[DOCUMENT TEXT Boundary: Start]

Comparison with the ln RV statistic:

The ln RV diagnostic can easily be performed for each pair of populations at every locus in both data sets. The basic methodology is to calculate the variance in allele size at each locus (j) and in each pair of populations (i1 and i2) and then to calculate the natural logarithm of the ratio of variances in allele size between the two populations and for each of the T microsatellite loci under investigation. The microsatellite loci whose ln RV values lie outside the 95% normal confidence interval on the basis of the T ln RV values available are suspected to have reduced variance in one of the two populations due to a selective event targeting a nearby chromosomal region (Schlötterer 2001). The population in which selection is suspected to have occurred can be deduced from knowledge of which population is in the numerator of the ratio of variances and to which side of the distribution of ln RV values the outlying locus lies.

Applying this algorithm to the microsatellite data from data set 1 (Table 5), we see that locus 637 is an outlier when population BnB is compared to the remaining four populations and that selection is suggested in populations SeM and BnM when comparisons are made to population SeB. We also see that locus 038 is an outlier when population BnS is compared to the remaining four populations; however, population BnS seems to be anomalous at locus 038 as selection is suggested in all populations except BnS and this is not a parsimonious explanation. These results suggest that strong selection has occurred at locus 637 on chromosome 2L in populations SeM and BnM. Weak selection is also suggested at locus 135 on chromosome 2 in population SeB.

[DOCUMENT TEXT Boundary: End]
[SUPPLIED RECORDS Boundary: Start]

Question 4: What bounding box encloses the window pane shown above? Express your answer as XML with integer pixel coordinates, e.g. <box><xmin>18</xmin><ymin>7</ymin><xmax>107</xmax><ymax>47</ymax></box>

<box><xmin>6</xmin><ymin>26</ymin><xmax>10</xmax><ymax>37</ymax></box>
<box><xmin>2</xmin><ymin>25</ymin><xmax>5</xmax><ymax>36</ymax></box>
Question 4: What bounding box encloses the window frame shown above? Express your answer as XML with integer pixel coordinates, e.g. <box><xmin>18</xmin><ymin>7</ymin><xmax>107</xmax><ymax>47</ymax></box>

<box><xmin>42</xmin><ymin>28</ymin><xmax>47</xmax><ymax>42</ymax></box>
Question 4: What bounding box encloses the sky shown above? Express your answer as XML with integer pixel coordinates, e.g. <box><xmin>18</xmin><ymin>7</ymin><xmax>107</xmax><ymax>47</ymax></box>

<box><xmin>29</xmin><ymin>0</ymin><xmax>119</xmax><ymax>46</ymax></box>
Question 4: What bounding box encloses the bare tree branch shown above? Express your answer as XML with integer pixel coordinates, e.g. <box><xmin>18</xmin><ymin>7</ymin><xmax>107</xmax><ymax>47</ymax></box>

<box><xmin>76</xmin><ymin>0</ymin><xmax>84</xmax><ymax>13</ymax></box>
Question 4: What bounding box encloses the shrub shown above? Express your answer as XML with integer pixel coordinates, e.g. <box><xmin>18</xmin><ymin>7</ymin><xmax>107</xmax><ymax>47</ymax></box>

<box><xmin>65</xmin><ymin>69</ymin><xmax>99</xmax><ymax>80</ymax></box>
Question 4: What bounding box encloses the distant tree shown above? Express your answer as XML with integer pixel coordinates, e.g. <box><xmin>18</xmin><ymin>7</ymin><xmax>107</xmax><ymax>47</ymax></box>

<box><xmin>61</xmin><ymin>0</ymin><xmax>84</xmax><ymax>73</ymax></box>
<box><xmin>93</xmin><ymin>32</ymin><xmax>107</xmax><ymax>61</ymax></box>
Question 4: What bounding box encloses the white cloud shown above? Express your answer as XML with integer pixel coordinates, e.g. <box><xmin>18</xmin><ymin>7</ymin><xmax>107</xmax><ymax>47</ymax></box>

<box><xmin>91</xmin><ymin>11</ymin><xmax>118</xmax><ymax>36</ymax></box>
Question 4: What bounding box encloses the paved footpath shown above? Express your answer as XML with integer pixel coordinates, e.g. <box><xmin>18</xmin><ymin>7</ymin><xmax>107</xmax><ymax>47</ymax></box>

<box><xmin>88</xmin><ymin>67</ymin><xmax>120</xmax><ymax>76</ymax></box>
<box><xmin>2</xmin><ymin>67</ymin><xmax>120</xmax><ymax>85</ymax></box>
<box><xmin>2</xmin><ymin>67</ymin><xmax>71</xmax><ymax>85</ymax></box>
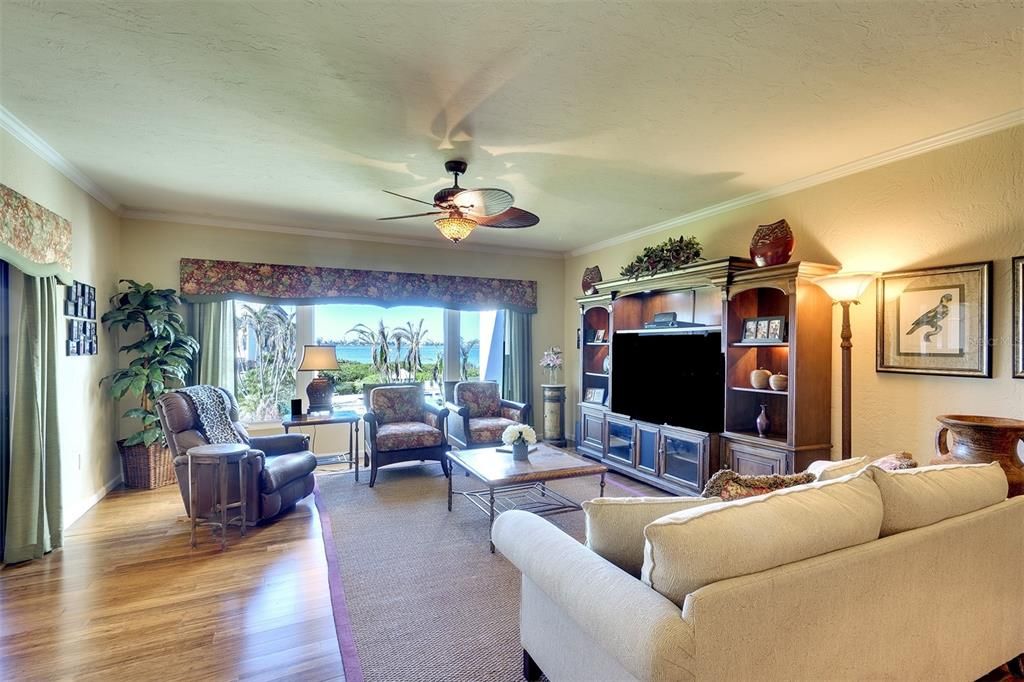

[SUPPLIED RECORDS Boundary: End]

▶ TRY IT
Pick up the passage on the ln RV statistic right after its last sentence and continue it.

▶ WRITTEN ANSWER
TABLE 5.

Loci corresponding to outlying ln RV values for data set 1

SeM SeB BnS BnM
BnB 637 (SeM) 637 (SeB) 038 (BnB), 637 (BnS) 637 (BnM)
BnM 135 (SeB), 637 (BnM) 038 (BnM)
BnS 038 (SeM) 038 (SeB)
SeB 135 (SeB), 637 (SeM)

Searching for outlying ln RV values is good as a back-of-the-envelope calculation to indicate which loci have been involved in recent selective sweeps; however, it has a number of problems. First, since selected loci are used in the construction of the normal confidence interval this has the effect of stretching the boundaries of the confidence interval and possibly shielding detection of other selected loci. A number of additional candidates for selection were detected by the Bayesian analysis of variance model at loci 079, 088, and 175 possibly due to this effect. The Bayesian model also has the benefits of not shrinking the data down to summary statistics and considering all of the populations simultaneously compared to the pairwise nature of the ln RV statistic.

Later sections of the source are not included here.